### Problem requirements
Please update the records from the line with "For this dataset, tag each instance of the black suv" to the line with "[[846, 245]]" by replacing "pixel coordinates" with "image coordinates" and leaving everything else unchanged. Return only those lines.

### Supplied data

============

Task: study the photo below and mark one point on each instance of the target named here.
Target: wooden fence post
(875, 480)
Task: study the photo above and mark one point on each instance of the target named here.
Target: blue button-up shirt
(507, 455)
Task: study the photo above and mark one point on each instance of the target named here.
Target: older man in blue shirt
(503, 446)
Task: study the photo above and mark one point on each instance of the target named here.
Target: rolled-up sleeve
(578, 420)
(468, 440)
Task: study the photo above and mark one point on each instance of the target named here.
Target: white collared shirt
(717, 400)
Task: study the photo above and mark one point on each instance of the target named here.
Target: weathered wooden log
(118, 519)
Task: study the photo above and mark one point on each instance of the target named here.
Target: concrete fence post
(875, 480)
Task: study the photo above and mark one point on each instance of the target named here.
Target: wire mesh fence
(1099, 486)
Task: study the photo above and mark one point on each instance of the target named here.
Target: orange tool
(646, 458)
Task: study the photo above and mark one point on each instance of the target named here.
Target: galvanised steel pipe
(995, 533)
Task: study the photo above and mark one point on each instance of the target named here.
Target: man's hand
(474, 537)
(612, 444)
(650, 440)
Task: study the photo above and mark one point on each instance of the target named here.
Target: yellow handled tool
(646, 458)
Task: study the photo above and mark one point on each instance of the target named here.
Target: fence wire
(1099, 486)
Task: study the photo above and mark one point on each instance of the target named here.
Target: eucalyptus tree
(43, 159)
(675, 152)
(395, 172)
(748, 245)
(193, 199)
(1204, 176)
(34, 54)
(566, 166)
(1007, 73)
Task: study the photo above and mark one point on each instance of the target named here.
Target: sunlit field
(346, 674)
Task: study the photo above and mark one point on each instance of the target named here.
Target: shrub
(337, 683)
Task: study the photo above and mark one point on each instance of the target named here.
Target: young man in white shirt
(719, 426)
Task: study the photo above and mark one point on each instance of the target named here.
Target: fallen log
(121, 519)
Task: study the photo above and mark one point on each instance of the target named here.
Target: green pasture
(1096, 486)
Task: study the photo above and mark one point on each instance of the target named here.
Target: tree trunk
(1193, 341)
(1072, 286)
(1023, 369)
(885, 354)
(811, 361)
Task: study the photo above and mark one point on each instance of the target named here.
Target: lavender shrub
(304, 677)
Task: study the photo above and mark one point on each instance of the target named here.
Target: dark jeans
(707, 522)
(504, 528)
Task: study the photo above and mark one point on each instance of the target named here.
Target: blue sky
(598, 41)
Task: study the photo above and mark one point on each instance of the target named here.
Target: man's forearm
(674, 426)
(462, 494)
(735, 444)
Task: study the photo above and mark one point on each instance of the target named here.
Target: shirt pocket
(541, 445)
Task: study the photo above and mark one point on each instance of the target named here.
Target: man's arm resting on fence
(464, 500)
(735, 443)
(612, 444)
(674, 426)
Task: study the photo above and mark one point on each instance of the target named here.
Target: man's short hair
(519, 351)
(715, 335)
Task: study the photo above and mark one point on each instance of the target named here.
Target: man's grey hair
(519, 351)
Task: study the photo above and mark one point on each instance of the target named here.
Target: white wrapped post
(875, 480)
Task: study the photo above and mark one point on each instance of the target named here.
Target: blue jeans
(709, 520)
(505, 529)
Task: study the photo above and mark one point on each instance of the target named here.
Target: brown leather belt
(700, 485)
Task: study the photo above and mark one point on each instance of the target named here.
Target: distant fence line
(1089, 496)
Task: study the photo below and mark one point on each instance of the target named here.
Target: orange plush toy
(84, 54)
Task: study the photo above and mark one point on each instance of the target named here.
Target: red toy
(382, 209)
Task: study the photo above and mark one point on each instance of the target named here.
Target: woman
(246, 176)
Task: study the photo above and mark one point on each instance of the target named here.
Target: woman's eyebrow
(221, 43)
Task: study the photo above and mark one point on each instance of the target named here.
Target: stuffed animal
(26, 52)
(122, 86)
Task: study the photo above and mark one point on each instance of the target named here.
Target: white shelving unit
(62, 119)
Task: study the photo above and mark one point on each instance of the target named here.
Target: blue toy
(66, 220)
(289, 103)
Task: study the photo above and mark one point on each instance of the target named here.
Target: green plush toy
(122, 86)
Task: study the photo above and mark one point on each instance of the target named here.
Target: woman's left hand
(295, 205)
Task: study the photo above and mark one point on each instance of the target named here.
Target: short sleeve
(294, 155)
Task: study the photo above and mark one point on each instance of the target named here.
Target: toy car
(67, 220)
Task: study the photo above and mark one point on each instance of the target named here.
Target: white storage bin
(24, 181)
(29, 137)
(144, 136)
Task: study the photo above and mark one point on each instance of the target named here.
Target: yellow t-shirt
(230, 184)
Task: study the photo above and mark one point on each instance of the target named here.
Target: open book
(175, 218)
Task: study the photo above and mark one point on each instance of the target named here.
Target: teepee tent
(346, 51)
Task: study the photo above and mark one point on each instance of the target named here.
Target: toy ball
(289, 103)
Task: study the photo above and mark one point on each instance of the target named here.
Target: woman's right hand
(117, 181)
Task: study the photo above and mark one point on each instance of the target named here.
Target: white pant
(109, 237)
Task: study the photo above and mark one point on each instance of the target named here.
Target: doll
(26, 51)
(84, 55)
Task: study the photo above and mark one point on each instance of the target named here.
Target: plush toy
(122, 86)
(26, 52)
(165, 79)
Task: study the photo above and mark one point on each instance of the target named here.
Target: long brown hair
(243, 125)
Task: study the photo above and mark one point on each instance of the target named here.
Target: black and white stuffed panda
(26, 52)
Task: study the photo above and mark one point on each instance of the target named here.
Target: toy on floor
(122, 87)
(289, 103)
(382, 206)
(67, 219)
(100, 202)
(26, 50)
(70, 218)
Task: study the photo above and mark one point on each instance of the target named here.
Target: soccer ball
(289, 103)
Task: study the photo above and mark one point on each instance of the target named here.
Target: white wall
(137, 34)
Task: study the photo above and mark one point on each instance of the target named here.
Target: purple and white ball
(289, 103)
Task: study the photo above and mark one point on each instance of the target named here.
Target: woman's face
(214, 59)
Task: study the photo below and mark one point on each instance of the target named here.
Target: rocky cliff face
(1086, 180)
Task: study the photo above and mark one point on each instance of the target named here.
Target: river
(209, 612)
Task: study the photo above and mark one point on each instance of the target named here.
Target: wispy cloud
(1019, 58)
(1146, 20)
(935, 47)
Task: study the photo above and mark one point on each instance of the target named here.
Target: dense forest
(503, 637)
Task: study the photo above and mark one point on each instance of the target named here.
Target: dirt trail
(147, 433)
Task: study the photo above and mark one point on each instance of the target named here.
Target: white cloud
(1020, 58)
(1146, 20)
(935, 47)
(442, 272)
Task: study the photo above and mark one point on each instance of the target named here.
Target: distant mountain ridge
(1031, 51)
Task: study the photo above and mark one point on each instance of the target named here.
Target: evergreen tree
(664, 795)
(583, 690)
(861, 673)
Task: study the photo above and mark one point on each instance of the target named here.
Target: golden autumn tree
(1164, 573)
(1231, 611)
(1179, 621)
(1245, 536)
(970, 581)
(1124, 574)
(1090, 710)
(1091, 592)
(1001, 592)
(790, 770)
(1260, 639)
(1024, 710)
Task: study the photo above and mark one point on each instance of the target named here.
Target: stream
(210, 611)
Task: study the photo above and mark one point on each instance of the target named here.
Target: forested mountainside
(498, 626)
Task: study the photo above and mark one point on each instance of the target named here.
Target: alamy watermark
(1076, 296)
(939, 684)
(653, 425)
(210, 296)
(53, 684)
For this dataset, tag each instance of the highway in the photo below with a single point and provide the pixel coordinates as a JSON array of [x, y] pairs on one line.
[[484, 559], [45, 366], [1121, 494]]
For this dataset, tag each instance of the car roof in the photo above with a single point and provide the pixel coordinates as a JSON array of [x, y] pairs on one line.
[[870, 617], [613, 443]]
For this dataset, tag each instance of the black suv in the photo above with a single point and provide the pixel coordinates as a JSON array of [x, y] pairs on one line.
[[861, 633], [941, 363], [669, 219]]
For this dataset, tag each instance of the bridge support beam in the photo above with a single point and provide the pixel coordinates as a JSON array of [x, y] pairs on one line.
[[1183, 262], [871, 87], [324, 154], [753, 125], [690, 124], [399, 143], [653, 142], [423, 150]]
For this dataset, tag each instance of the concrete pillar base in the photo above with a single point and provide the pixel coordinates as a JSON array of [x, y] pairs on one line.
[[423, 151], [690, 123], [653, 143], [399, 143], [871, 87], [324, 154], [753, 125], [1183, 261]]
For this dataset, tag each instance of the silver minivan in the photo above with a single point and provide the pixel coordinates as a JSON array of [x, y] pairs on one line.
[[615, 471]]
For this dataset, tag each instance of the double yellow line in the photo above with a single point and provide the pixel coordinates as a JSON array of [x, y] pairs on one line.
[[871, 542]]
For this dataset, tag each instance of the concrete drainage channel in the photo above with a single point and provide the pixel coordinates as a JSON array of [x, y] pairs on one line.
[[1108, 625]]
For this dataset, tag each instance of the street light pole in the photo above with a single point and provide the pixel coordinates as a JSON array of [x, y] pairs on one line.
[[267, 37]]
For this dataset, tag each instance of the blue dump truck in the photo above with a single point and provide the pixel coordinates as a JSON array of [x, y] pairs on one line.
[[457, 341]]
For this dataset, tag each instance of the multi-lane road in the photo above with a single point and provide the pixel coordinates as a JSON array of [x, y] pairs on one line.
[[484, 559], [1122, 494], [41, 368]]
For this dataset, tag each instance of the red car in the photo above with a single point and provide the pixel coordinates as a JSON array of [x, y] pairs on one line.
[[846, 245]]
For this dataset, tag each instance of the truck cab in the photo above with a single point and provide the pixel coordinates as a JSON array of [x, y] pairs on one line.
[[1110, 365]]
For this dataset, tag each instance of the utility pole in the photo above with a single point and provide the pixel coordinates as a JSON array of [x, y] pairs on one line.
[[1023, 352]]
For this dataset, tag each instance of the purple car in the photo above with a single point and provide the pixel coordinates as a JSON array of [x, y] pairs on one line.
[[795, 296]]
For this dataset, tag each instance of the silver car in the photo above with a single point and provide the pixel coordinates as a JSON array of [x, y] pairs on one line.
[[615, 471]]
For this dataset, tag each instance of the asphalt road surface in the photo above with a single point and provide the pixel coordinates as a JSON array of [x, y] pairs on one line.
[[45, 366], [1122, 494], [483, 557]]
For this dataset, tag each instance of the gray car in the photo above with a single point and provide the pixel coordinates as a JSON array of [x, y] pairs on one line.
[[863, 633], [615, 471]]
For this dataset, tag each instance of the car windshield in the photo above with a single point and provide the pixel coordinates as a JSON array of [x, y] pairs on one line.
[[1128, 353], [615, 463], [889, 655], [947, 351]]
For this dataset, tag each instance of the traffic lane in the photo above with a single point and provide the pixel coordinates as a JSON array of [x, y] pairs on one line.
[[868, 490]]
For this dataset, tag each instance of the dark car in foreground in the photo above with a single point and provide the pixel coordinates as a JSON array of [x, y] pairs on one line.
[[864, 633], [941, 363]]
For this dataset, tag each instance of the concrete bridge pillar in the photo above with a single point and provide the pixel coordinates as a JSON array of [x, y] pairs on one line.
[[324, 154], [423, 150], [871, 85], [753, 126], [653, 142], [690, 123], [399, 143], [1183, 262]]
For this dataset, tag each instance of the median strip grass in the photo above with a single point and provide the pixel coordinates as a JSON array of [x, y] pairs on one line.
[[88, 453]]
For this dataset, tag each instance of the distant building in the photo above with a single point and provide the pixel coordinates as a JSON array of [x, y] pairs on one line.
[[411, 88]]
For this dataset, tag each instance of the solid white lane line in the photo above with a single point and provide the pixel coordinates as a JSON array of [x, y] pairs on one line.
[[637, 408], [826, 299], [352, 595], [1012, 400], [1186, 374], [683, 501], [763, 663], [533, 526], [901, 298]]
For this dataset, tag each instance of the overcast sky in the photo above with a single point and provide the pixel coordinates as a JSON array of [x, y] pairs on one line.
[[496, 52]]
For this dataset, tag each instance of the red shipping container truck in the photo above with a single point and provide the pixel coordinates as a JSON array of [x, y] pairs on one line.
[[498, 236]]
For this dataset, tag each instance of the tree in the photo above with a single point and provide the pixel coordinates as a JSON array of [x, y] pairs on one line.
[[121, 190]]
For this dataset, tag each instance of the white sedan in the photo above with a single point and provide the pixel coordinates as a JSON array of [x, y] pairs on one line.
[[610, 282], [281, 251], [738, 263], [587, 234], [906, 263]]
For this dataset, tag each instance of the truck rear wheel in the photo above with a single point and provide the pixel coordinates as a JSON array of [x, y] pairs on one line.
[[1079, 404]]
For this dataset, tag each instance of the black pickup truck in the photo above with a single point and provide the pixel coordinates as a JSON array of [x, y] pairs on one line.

============

### Output for this exercise
For this dataset, tag each instance of the black suv in the photo above with a single point and provide the image coordinates as a JSON array of [x, y] pairs on one line.
[[861, 633], [941, 363], [669, 219]]
For this dataset, tag each instance of the bridge support beam in the photo above with a single point and provide the image coordinates as a JSON array of [x, y] pairs on one line.
[[1183, 262], [871, 87], [324, 154], [753, 125], [690, 124], [399, 143], [653, 142], [423, 150]]
For this dataset, tag each instance of the concrete pillar base in the photo above with a single point and provide the image coordinates as a JSON array of [x, y] pairs on one line.
[[423, 151], [690, 123], [653, 143], [399, 143], [871, 87], [324, 154], [753, 125], [1183, 261]]
For this dataset, tag each instance of the silver minivan in the photo above with a single point and provide the image coordinates as a JSON array of [x, y] pairs on one line.
[[615, 471]]
For this dataset, tag each instance of the double yellow line in the photo above with a single point and provide the image coordinates as a JSON array of [x, y] pairs on one line.
[[871, 542]]
For this dataset, tag each instance of the concrete drainage channel in the photo above with a single point and provide the image coordinates as a JSON array of [x, y] pairs on one line.
[[1108, 625]]
For this dataset, tag each instance of the street light pole in the photo above with a single point and provide the image coordinates as a JSON array of [x, y] pairs on one line.
[[267, 37]]
For this dataset, tag each instance of the blue dump truck in the photo above with a single point and provide the image coordinates as a JSON array of [x, y] pairs on one line.
[[457, 341]]
For this dataset, tag each instance of the multi-lane road in the photo above with a single point and provide the image coordinates as a JSON array of [x, y] pairs on one line.
[[484, 559], [1122, 494], [41, 368]]
For this dataset, tag each instance of the red car in the photo above with a single point and provide the image coordinates as a JSON array of [x, y] pairs on one line.
[[846, 245]]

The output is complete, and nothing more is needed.